PROBLEM STATEMENT: Your task is to copy the lines of the data below from the line holding "Target: cluster of houses" through the line holding "Target: house", inclusive, exactly and with nothing added.

### INPUT ###

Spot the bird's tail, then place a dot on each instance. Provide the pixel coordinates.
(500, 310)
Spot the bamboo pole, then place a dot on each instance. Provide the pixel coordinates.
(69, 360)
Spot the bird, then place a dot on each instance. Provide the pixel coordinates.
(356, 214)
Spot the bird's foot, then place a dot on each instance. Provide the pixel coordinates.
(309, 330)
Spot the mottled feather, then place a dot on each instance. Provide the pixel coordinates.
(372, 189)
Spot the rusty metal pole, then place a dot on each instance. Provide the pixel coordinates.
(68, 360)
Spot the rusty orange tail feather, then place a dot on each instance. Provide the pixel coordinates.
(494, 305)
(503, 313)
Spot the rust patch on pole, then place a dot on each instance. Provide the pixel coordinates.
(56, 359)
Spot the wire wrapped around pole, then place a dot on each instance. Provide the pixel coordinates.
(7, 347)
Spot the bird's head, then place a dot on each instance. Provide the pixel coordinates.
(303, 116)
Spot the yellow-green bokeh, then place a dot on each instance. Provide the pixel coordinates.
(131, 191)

###
### INPUT ###

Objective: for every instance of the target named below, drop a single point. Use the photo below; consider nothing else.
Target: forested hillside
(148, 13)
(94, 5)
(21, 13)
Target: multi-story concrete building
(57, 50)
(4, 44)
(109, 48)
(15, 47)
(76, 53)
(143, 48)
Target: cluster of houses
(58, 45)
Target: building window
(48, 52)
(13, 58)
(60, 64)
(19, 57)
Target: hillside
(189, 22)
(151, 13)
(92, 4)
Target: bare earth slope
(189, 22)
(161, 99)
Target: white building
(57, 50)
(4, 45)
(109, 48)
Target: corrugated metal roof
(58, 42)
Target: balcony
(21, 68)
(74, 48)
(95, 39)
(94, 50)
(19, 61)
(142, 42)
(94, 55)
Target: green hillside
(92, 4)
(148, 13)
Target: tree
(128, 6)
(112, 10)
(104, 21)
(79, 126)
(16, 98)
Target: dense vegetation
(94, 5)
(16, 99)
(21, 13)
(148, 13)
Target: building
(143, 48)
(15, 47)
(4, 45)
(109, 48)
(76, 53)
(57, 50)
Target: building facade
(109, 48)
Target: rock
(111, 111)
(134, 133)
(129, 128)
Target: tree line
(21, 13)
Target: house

###
### INPUT ###

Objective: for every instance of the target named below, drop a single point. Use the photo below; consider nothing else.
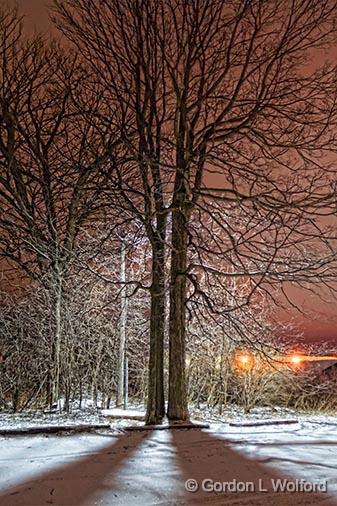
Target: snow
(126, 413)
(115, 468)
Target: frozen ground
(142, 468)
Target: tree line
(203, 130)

###

EXERCISE RESPONSE:
Target: cluster of houses
(58, 45)
Target: building window
(48, 52)
(13, 58)
(60, 64)
(19, 57)
Target: hillside
(189, 22)
(151, 13)
(92, 4)
Target: bare earth slope
(189, 22)
(161, 99)
Target: white building
(57, 50)
(4, 45)
(109, 48)
Target: corrugated metal roof
(58, 42)
Target: balcony
(21, 68)
(74, 48)
(95, 39)
(94, 50)
(19, 61)
(142, 42)
(94, 55)
Target: green hillside
(92, 4)
(148, 13)
Target: tree
(128, 6)
(112, 10)
(104, 21)
(79, 126)
(16, 98)
Target: dense vegetation
(94, 5)
(16, 99)
(21, 13)
(148, 13)
Target: building
(143, 48)
(15, 47)
(4, 45)
(109, 48)
(76, 53)
(57, 50)
Target: building facade
(109, 48)
Target: rock
(111, 111)
(134, 133)
(129, 128)
Target: tree line
(21, 13)
Target: house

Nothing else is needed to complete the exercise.